# Hello to all:)!!!!



## baddog (Sep 7, 2003)

Hello to all  ,

This is my first visit to the cat forums and I thought I would say hello to every one and tell you about our lovely cat Alfie! He is a long haired ginger tom we adopted from a cat rescue centre and he is a real character to boot lol! A friend of mine in the U.S. persuaded us to go for a cat and now we cannot imagine life without him 8) ! My wife who wasn't to keen on cats adores him and he is real member of the family now  !

So Hi to you all and hope to hear from you soon  !

Warmest Regards


----------



## Bug (Aug 23, 2003)

Welcome my friend!! Glad to see you here >>>>)


----------



## lexxie109 (Jan 20, 2003)

Welcome to the Cat Forum. It's nice to have you here!


----------



## kittygirl04 (Jul 8, 2003)

Hello and Welcome!! We hope you'll be sharing some pictures of Alfie with us!


----------



## baddog (Sep 7, 2003)

Thank you so much for the warm welcome and I'll post some pics of our own dear Alfie soonest  

Warmest Regards


----------



## Jeanie (Jun 18, 2003)

Hi, baddog, and welcome! I'm not surprised your cat won your wife's affection. They have a way of doing that. I'm so glad you've joined us! Enjoy.


----------



## baddog (Sep 7, 2003)

Thank you again for the warm welcome  !

Warm Regards


----------



## Aonir (Aug 18, 2003)

Welcome to CatForum!


----------

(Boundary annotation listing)

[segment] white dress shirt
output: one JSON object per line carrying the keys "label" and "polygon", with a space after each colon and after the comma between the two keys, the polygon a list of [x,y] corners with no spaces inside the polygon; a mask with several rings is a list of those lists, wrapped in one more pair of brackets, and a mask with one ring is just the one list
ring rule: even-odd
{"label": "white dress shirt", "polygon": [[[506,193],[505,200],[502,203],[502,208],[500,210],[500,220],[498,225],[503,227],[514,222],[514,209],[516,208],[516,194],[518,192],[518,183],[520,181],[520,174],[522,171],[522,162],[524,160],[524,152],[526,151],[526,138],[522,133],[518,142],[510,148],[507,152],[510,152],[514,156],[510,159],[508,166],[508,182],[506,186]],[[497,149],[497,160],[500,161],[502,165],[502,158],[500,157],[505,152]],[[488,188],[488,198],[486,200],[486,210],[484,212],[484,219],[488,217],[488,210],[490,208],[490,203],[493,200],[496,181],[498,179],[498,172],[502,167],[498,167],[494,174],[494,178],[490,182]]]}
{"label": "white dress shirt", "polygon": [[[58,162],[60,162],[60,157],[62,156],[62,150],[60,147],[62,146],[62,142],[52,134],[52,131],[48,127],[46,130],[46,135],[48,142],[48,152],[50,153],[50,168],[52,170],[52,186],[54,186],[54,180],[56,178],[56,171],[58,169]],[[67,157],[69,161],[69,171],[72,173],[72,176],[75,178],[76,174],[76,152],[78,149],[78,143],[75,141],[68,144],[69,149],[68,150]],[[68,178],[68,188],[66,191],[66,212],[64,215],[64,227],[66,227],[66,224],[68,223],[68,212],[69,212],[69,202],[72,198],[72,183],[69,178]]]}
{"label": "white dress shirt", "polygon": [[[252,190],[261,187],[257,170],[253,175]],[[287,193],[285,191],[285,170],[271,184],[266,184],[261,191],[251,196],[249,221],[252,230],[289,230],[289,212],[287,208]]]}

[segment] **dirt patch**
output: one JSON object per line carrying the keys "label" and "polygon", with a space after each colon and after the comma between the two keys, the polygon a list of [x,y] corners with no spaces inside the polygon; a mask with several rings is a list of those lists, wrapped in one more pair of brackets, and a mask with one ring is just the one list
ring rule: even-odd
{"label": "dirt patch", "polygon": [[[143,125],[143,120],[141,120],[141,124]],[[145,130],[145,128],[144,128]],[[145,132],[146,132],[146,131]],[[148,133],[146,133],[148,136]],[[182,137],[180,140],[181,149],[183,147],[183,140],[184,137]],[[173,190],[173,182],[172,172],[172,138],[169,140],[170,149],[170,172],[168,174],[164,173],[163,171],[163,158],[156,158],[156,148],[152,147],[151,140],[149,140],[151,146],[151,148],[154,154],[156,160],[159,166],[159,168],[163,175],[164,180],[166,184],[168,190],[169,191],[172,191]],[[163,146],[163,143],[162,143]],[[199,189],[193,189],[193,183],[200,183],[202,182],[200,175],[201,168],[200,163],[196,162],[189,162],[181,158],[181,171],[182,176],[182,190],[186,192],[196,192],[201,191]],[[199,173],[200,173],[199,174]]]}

▸ **Given request**: In the cat forum thread, list the usernames of every member who replied to baddog's introduction, in the order their replies appear.

▸ **Completed exercise**: Bug, lexxie109, kittygirl04, Jeanie, Aonir